§ TASK INPUTS:
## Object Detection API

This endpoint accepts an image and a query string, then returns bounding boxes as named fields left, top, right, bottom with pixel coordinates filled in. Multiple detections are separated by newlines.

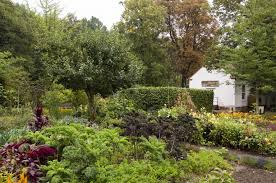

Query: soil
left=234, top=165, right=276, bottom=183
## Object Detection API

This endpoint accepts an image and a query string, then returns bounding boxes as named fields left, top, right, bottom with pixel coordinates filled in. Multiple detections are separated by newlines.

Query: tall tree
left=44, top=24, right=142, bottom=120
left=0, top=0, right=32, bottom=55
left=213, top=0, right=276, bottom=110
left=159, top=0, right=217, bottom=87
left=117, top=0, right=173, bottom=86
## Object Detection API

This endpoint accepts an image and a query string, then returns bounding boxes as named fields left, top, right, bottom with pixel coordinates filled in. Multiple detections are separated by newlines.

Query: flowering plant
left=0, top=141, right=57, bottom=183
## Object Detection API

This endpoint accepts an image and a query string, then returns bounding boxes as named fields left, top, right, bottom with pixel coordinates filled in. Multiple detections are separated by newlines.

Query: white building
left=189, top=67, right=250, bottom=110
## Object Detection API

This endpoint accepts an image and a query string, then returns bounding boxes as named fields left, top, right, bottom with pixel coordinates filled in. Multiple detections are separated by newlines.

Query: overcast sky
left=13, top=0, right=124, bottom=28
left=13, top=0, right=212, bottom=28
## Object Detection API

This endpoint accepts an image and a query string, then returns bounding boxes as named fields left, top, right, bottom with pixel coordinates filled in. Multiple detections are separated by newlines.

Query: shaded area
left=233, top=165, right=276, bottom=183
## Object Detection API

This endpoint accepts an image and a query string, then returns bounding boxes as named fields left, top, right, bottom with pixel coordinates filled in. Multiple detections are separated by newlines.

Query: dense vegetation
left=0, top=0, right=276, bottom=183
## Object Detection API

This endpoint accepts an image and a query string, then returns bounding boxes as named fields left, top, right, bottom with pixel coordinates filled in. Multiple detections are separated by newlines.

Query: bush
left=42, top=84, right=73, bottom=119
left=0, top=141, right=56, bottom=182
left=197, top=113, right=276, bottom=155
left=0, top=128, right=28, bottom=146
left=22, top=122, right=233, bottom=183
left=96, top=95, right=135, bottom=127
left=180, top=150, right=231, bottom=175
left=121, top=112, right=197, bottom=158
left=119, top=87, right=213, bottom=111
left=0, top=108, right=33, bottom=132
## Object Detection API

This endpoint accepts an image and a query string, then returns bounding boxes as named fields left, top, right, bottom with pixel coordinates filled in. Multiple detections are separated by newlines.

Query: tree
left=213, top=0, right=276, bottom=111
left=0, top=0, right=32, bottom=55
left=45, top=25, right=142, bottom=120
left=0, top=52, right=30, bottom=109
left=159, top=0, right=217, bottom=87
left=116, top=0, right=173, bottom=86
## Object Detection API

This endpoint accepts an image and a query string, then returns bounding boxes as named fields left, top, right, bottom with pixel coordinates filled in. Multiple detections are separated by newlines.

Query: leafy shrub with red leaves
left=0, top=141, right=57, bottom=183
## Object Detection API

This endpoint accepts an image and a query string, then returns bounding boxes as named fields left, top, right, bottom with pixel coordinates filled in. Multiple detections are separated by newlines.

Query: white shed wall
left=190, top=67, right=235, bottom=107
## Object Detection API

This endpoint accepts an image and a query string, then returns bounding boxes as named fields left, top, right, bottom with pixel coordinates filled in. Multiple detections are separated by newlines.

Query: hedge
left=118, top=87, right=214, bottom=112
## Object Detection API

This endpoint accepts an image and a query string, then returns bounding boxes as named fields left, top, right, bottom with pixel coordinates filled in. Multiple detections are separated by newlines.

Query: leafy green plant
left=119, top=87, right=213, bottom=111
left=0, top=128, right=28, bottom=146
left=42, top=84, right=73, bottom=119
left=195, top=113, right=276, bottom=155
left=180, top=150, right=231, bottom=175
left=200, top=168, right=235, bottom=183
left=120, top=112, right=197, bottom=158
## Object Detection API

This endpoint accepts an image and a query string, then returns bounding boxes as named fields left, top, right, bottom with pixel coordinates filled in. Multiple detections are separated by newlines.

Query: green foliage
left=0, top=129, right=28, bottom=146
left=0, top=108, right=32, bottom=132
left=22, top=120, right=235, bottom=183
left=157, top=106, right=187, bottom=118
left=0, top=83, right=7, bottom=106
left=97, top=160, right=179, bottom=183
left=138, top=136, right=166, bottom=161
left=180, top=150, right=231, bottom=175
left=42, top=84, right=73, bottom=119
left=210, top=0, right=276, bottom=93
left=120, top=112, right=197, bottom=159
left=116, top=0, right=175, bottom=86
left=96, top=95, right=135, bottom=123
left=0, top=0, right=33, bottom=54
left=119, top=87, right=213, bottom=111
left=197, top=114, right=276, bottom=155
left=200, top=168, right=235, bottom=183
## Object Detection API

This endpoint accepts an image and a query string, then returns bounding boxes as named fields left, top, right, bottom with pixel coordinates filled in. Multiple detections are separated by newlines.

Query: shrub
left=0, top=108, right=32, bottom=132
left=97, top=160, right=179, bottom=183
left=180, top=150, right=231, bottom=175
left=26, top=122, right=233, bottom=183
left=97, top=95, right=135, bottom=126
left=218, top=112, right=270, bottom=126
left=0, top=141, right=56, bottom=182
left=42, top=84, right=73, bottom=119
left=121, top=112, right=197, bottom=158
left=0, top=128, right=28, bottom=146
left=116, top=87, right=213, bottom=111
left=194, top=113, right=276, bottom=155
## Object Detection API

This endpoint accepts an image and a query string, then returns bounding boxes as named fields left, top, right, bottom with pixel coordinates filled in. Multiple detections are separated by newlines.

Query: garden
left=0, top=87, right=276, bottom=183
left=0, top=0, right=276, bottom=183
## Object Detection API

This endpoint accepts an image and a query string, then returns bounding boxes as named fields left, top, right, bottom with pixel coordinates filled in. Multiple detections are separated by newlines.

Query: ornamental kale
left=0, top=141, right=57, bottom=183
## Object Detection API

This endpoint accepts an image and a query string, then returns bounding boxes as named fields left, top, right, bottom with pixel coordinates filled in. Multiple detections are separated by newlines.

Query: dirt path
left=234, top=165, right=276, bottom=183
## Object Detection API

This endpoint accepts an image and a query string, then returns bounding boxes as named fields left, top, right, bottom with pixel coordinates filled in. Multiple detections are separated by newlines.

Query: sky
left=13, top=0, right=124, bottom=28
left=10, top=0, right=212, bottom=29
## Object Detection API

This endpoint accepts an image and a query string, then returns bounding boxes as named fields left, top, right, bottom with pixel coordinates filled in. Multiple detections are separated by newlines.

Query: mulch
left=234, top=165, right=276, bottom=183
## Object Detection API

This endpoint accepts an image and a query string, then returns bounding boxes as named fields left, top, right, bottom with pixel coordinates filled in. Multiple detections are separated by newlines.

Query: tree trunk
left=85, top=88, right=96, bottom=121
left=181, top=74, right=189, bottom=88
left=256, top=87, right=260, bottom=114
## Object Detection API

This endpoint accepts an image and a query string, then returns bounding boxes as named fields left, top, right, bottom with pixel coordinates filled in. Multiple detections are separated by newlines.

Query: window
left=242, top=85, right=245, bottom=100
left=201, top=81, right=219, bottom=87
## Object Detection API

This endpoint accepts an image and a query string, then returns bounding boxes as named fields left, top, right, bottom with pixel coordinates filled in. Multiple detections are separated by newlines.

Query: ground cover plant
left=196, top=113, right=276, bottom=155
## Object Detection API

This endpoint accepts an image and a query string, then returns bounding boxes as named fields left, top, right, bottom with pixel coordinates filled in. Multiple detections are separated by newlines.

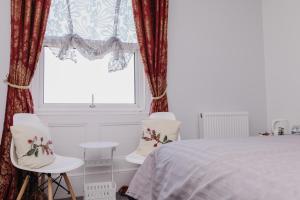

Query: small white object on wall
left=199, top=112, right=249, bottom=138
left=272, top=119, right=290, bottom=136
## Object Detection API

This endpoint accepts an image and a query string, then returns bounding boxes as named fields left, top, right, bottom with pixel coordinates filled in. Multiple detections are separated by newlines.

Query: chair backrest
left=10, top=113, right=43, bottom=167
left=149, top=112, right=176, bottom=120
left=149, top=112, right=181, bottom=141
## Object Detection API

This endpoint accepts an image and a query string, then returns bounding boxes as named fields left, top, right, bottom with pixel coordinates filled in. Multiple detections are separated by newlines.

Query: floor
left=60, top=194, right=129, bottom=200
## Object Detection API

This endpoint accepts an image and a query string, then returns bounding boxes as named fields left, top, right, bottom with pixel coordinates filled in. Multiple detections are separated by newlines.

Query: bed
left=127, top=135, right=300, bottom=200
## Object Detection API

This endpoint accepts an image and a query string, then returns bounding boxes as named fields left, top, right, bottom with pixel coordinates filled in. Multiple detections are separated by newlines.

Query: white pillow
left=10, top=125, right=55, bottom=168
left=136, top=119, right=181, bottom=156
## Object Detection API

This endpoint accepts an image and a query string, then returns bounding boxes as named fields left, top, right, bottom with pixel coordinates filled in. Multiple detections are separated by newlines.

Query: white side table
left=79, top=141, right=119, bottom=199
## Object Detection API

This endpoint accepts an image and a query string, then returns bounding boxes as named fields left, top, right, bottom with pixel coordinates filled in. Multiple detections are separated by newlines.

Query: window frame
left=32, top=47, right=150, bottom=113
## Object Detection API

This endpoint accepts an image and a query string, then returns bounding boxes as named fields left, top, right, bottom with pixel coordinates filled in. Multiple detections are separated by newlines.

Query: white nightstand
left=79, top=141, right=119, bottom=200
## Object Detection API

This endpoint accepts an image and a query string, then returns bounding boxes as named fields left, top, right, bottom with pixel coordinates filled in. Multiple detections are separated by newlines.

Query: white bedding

§ PROBLEM DESCRIPTION:
From the entries above, pull out every line that contains the string "plant", treating uppercase and lowercase as different.

§ TASK SOLUTION:
Query: flowering plant
Query: leafy green plant
Query: ground cover plant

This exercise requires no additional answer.